Description of the task ->
Start with the line containing "Field-scouting request: tag every instance of the white kitten's" and write out each line through the end of the listing, exactly as given.

Task input ->
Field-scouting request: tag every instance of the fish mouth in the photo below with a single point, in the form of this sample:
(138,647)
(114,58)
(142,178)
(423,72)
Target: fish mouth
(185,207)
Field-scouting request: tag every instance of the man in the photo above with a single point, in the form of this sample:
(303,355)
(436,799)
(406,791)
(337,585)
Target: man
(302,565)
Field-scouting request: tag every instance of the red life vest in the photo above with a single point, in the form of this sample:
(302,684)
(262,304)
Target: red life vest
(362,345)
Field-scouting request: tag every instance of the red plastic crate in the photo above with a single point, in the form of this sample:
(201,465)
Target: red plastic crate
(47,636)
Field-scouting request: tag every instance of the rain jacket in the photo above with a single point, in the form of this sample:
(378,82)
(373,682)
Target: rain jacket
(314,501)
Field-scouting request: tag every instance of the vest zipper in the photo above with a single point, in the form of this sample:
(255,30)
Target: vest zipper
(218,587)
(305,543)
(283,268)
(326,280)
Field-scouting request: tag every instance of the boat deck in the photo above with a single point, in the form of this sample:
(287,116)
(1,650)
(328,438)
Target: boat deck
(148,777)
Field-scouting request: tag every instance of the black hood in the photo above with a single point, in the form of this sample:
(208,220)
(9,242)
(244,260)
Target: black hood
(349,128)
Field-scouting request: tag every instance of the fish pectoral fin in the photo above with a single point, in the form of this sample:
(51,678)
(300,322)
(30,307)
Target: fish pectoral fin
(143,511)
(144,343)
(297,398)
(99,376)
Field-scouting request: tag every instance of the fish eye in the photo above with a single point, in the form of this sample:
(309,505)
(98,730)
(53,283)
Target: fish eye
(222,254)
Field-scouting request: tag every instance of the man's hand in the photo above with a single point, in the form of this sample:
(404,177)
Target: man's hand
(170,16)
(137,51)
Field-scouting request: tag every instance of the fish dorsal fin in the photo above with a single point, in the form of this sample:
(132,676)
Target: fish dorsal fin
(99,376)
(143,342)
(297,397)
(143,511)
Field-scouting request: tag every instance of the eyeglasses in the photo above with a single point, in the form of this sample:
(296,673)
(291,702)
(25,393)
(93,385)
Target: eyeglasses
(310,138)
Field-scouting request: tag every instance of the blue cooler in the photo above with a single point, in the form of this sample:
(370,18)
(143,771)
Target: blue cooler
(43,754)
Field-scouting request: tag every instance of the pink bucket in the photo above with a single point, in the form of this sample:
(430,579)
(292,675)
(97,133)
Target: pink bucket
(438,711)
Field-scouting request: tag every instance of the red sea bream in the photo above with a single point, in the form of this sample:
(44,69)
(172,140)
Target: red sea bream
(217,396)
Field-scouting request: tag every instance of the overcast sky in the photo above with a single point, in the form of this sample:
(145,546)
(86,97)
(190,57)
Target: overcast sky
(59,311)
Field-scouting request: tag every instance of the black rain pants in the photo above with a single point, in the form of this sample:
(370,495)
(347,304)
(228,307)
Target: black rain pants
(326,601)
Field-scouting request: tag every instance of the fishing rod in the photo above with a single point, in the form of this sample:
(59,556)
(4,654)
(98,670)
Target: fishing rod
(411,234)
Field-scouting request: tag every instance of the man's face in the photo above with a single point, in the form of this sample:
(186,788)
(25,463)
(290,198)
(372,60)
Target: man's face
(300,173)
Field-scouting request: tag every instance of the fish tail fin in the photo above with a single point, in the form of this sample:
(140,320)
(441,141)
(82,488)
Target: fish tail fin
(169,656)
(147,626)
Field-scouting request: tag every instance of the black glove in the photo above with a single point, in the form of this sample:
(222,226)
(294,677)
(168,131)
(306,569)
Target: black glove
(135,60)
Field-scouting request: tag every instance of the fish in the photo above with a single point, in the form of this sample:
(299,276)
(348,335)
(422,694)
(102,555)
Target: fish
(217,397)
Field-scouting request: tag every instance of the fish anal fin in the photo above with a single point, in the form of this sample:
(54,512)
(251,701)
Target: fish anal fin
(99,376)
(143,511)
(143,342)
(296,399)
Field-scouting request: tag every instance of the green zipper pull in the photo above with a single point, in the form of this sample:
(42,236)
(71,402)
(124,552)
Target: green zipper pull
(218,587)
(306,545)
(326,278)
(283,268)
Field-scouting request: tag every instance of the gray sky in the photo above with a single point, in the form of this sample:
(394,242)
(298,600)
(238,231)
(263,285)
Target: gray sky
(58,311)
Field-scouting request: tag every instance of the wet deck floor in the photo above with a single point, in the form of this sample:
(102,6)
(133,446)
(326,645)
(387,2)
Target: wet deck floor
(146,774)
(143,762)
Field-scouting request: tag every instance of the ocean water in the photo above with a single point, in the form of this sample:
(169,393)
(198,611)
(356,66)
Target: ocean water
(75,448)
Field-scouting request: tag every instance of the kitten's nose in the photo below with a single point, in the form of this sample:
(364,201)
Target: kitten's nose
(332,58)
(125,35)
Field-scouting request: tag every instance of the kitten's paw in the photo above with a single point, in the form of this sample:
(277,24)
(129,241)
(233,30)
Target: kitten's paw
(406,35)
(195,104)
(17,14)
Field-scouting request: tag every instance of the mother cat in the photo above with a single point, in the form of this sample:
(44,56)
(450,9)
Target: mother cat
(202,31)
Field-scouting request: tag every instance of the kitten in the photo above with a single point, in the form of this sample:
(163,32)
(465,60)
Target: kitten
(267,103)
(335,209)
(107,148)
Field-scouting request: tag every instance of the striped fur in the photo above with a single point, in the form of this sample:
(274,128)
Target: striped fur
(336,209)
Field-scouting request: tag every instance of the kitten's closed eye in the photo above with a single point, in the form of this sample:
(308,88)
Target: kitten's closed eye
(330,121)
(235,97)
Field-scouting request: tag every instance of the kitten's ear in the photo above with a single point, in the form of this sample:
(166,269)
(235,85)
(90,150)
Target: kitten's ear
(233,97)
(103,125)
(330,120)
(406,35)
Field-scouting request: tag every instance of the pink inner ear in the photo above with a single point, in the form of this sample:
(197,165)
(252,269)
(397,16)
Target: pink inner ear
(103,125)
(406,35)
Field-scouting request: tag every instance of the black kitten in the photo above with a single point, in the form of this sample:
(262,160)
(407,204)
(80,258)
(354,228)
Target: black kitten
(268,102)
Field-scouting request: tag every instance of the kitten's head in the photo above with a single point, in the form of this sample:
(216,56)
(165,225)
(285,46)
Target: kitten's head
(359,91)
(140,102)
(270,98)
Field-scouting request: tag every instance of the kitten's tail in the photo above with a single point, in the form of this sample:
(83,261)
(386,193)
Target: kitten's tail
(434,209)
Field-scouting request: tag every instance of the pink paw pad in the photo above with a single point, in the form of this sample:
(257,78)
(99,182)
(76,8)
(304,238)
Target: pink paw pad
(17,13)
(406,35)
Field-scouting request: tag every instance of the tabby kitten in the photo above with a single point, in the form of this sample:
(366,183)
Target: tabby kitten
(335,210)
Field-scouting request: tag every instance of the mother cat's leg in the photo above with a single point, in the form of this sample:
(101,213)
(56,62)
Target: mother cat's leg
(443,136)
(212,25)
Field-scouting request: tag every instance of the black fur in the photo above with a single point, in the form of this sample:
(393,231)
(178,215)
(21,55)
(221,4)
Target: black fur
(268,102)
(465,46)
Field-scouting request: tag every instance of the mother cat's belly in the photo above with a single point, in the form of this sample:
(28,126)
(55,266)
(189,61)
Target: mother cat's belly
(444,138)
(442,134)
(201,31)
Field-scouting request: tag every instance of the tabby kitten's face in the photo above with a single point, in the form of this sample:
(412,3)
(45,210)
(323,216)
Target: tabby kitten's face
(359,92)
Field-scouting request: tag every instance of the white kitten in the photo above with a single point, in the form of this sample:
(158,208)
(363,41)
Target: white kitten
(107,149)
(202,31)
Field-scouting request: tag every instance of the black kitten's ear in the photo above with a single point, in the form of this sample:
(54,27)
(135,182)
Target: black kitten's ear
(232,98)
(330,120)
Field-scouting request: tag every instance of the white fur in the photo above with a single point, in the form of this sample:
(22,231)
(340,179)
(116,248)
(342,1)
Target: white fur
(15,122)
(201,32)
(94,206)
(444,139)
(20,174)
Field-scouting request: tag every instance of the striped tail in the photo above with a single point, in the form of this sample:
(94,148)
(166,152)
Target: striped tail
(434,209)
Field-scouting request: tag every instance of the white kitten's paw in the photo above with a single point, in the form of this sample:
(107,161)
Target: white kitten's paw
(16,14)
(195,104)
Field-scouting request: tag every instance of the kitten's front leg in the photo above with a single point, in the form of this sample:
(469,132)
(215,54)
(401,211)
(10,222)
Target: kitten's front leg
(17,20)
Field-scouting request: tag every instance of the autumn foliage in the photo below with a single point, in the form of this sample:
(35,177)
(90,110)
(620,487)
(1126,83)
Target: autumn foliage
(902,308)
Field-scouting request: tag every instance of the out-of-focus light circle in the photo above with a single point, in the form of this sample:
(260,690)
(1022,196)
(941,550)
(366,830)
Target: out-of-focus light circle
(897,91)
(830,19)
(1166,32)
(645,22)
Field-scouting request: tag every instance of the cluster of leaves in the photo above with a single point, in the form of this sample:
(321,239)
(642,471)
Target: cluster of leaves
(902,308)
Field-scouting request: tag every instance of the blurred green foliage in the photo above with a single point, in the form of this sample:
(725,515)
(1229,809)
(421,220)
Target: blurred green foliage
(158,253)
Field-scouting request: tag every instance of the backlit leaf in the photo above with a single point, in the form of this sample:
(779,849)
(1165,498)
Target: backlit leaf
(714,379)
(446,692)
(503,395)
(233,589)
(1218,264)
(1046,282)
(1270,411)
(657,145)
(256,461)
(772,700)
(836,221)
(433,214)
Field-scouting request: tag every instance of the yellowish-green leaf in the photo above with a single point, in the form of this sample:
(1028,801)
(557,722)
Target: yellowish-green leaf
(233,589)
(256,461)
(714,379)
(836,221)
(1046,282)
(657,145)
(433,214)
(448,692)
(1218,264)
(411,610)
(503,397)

Exercise result ->
Field-scouting request: tag every instance of the white kitten's paw in the photo above with a single point, in the form of this sample:
(107,161)
Target: white kitten's paw
(16,14)
(195,104)
Field-scouting request: tag every instance of the kitten's front leg in the photo above with a single point, in the form of this sample:
(469,132)
(215,54)
(401,211)
(10,222)
Target: kitten's front leg
(17,20)
Field-scouting request: tag every instance of the autumn foliage in the photo below with a single point, in the form of this sample:
(35,177)
(90,110)
(620,487)
(1126,83)
Target: autumn foliage
(902,308)
Field-scouting request: tag every instance of the out-of-focus light circle in the photo above with a single point, in the form of this sample:
(260,690)
(1022,196)
(941,550)
(366,830)
Target: out-of-focus light circle
(897,91)
(830,19)
(1166,32)
(645,22)
Field-scouting request: tag every instance of the cluster of leaves in the photo above with a single point, in the form of this sample:
(321,239)
(642,471)
Target: cluster of leaves
(902,308)
Field-scouting request: tag every instance of the blurred green foliage in the photo above with a single point, in the form of this sample:
(725,515)
(1229,809)
(421,220)
Target: blurred green foliage
(158,253)
Field-scouting request: tag every instance of the backlit leaf in the photo above with a single point, in the form of this sample:
(779,849)
(1165,498)
Target: backlit leaf
(714,379)
(446,692)
(503,395)
(233,589)
(1218,264)
(1046,282)
(1270,411)
(657,145)
(256,461)
(772,700)
(836,221)
(433,214)
Field-scouting request: tag every instance of the yellowish-green leaf in the photo above with a single point, in the form of this sample:
(1028,801)
(557,722)
Target: yellowish-green leaf
(233,589)
(256,461)
(714,379)
(836,221)
(1046,282)
(657,145)
(433,214)
(448,692)
(1218,264)
(411,610)
(503,397)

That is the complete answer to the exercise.